#### [Records for the exercise]
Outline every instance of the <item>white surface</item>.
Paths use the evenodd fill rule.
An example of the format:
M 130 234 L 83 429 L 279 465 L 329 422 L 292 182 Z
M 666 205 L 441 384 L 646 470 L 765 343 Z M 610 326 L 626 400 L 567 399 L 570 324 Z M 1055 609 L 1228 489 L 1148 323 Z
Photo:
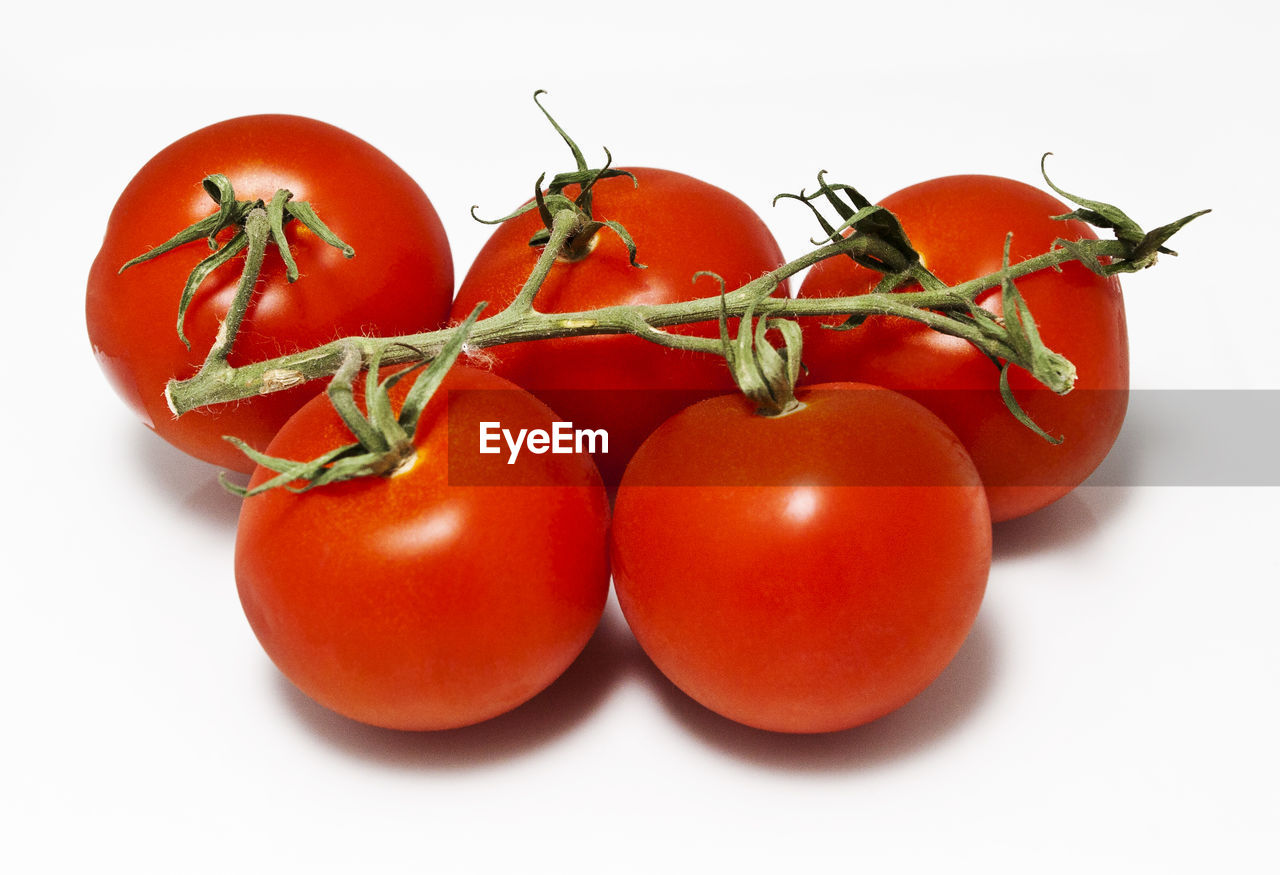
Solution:
M 461 276 L 488 233 L 468 207 L 503 211 L 564 165 L 529 100 L 543 87 L 589 155 L 733 191 L 788 257 L 810 220 L 769 200 L 822 168 L 877 197 L 960 171 L 1037 182 L 1052 150 L 1064 187 L 1148 226 L 1211 206 L 1180 258 L 1126 281 L 1134 385 L 1280 388 L 1276 13 L 884 5 L 655 3 L 630 20 L 594 5 L 553 33 L 549 5 L 481 19 L 312 3 L 301 22 L 300 4 L 227 10 L 225 40 L 191 5 L 8 12 L 0 869 L 1274 865 L 1276 489 L 1092 487 L 1000 527 L 957 660 L 849 733 L 767 736 L 700 710 L 611 605 L 530 705 L 410 736 L 279 678 L 236 597 L 236 500 L 96 371 L 84 276 L 119 189 L 168 142 L 252 111 L 343 125 L 424 184 Z M 1226 304 L 1253 315 L 1211 315 Z M 1129 452 L 1143 439 L 1124 435 Z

#### [Task goal]
Retype all of the data above line for line without changing anything, and leave out the pictures.

#### [Result of the task]
Outline every instance of the <item>white surface</item>.
Paths use the evenodd fill rule.
An example of the format:
M 130 234 L 83 429 L 279 465 L 329 422 L 292 182 Z
M 666 205 L 441 384 L 646 470 L 765 343 Z M 610 326 L 626 400 L 567 399 L 570 324 Z M 1055 609 L 1228 489 L 1148 323 Z
Photo:
Solution:
M 461 276 L 488 233 L 468 207 L 503 211 L 564 165 L 529 100 L 543 87 L 589 155 L 733 191 L 788 257 L 810 220 L 769 200 L 822 168 L 877 197 L 960 171 L 1037 182 L 1052 150 L 1064 187 L 1148 226 L 1211 206 L 1180 258 L 1126 281 L 1134 385 L 1280 388 L 1276 13 L 884 5 L 655 3 L 630 20 L 594 5 L 553 33 L 549 5 L 481 19 L 312 3 L 301 22 L 300 4 L 227 10 L 225 40 L 191 5 L 8 12 L 0 869 L 1274 865 L 1276 489 L 1092 487 L 1000 527 L 957 660 L 849 733 L 767 736 L 700 710 L 611 605 L 530 705 L 410 736 L 279 678 L 236 597 L 236 500 L 96 371 L 84 276 L 119 189 L 168 142 L 252 111 L 343 125 L 424 184 Z M 1226 304 L 1253 315 L 1211 315 Z M 1129 452 L 1143 439 L 1124 435 Z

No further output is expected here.